SELECTED TEXT |
◆ ◆ ◆ ◆ ◆ ◆ ◆

User-Agent: Mozilla/5.0 (Windows NT 5.1; rv:6.0.2) Gecko/20110902 Thunderbird/6.0.2
In-Reply-To: <MPG.28d742f5c91d21e9896b8@202.177.16.121>
Cancel-Lock: sha1:iagdC/JNW/j0Vc2psVSs5ZoLshc=
Xref: x330-a1.tempe.blueboxinc.net comp.lang.java.programmer:7829

On 9/11/2011 5:14 PM, Wanja Gayk wrote:
> In article<j3mupc$d5m$1@dont-email.me>, -@. says...
>>
>> On 8/31/2011 7:48 PM, KevinSimonson wrote:
>>> On the way home from work my fellow carpooler told me that there are
>>> Java classes that can do sorts in O(N) time.
>>
>>
>> Pfft.  No.  Theoretical maximum speed of a sort is something like n log
>> n.  The only data you can sort in n time is data that's already sorted.
>
> Wrong.
> Here's the proof: Sorting an array of positive integers in O(n) time:
>
>   public static void main(final String[] args) {
>    final int[] data = new int[]{3,7,6,3,5,4,1,3,1,1,1,3,4,6,0,0};
>    System.out.println(Arrays.toString(data));
>    sort(data);
>    System.out.println(Arrays.toString(data));
>   }
>
>   private static void sort(final int[] data) {
>    if (data.length>  0) {
>     long max = Long.MIN_VALUE;
>     for (final int t : data) {
>      max = Math.max(t, max);
>     }
>     final long[][] buckets = new long[(int) max+1][data.length];
>     for (final long[] bucket : buckets) {
>      Arrays.fill(bucket, Long.MIN_VALUE);
>     }
>     for (final int x : data) {
>      for (int y = 0; y<  buckets[x].length; ++y) {
>       if (buckets[x][y] == Long.MIN_VALUE) {
>        buckets[x][y] = x;
>        break;
>       }
>      }
>     }
>     int x = -1;
>     for (long[] bucket : buckets) {
>      for (long value : bucket) {
>       if (value == Long.MIN_VALUE) {
>        break;
>       }
>       data[++x] = (int) value;
>      }
>     }
>    }
>   }

     Very nice!  Would you care to try this approach on a shorter
input array, like

	data = new int[] { Integer.MAX_VALUE };

This case should be quite simple, since the array is already sorted.
Let us know how you make out, will you?

-- 
Eric Sosman
esosman@ieee-dot-org.invalid

◆ ◆ ◆ ◆ ◆ ◆ ◆

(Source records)
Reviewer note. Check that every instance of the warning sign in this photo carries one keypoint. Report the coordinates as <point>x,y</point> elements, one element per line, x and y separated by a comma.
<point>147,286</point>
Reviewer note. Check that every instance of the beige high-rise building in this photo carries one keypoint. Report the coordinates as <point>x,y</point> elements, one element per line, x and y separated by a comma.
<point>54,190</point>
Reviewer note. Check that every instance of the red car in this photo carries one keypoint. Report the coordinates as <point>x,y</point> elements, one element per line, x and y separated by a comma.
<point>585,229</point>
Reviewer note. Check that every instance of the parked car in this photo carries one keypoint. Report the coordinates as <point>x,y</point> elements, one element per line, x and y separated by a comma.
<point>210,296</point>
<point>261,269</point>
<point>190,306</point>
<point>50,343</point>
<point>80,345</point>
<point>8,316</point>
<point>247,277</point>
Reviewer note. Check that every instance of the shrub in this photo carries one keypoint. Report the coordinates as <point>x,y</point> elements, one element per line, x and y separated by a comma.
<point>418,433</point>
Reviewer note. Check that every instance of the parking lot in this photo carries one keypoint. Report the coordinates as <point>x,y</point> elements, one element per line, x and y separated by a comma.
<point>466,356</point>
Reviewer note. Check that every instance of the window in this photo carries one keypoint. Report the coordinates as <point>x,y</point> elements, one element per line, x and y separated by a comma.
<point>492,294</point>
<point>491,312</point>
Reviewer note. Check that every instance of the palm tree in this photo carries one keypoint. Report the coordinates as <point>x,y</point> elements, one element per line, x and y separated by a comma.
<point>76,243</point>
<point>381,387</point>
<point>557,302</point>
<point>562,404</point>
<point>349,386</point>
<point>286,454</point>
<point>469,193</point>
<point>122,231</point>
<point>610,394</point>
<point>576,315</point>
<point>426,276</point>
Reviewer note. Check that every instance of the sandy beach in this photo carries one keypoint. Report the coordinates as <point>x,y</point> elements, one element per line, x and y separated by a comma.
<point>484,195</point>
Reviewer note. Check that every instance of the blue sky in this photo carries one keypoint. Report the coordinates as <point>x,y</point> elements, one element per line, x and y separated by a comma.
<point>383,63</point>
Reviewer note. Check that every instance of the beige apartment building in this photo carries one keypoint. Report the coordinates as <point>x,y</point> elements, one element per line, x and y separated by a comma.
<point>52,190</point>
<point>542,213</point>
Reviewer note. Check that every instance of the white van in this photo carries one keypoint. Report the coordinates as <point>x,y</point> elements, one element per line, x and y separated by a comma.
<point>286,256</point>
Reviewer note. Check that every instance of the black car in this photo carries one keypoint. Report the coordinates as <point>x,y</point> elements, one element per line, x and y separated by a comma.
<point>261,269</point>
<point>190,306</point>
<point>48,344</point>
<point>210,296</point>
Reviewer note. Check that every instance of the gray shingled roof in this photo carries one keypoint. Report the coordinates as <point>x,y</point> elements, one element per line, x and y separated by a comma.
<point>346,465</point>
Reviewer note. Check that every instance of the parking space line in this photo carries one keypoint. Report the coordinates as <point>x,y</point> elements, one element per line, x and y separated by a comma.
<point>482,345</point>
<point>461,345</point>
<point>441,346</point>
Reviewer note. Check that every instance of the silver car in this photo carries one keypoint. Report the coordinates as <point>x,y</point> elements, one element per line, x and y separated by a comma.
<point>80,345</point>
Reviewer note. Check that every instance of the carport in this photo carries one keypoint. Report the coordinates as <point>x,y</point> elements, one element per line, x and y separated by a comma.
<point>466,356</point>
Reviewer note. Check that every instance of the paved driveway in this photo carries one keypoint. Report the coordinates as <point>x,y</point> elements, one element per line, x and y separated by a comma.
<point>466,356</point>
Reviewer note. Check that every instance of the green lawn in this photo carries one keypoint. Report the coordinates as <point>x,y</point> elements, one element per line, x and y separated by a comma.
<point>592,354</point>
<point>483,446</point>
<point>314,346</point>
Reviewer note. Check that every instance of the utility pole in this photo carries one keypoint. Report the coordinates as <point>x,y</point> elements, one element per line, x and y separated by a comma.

◆ ◆ ◆ ◆ ◆ ◆ ◆

WHAT YOU WILL DO |
1. Answer these questions about the Usenet post on sorting:
(a) On what date and at what time did KevinSimonson write his message?
(b) What single-element array does Eric Sosman suggest trying the sort on?
(c) What Thunderbird version appears in the User-Agent line?
2. Update the post, starting with "User-Agent: Mozilla/5.0 (Windows" and going on through "in O(N) time.", and write that span out again with "carpooler" changed to "coworker".
3. List every Java class name that appears in the code lines of the Usenet post on sorting.
The records have no connection to the post.

LIST OF SOLUTIONS |
1.
(a) 8/31/2011 at 7:48 PM
(b) data = new int[] { Integer.MAX_VALUE };
(c) 6.0.2

2.
User-Agent: Mozilla/5.0 (Windows NT 5.1; rv:6.0.2) Gecko/20110902 Thunderbird/6.0.2
In-Reply-To: <MPG.28d742f5c91d21e9896b8@202.177.16.121>
Cancel-Lock: sha1:iagdC/JNW/j0Vc2psVSs5ZoLshc=
Xref: x330-a1.tempe.blueboxinc.net comp.lang.java.programmer:7829

On 9/11/2011 5:14 PM, Wanja Gayk wrote:
> In article<j3mupc$d5m$1@dont-email.me>, -@. says...
>>
>> On 8/31/2011 7:48 PM, KevinSimonson wrote:
>>> On the way home from work my fellow coworker told me that there are
>>> Java classes that can do sorts in O(N) time.

3. String, Arrays, System, Math, Long, Integer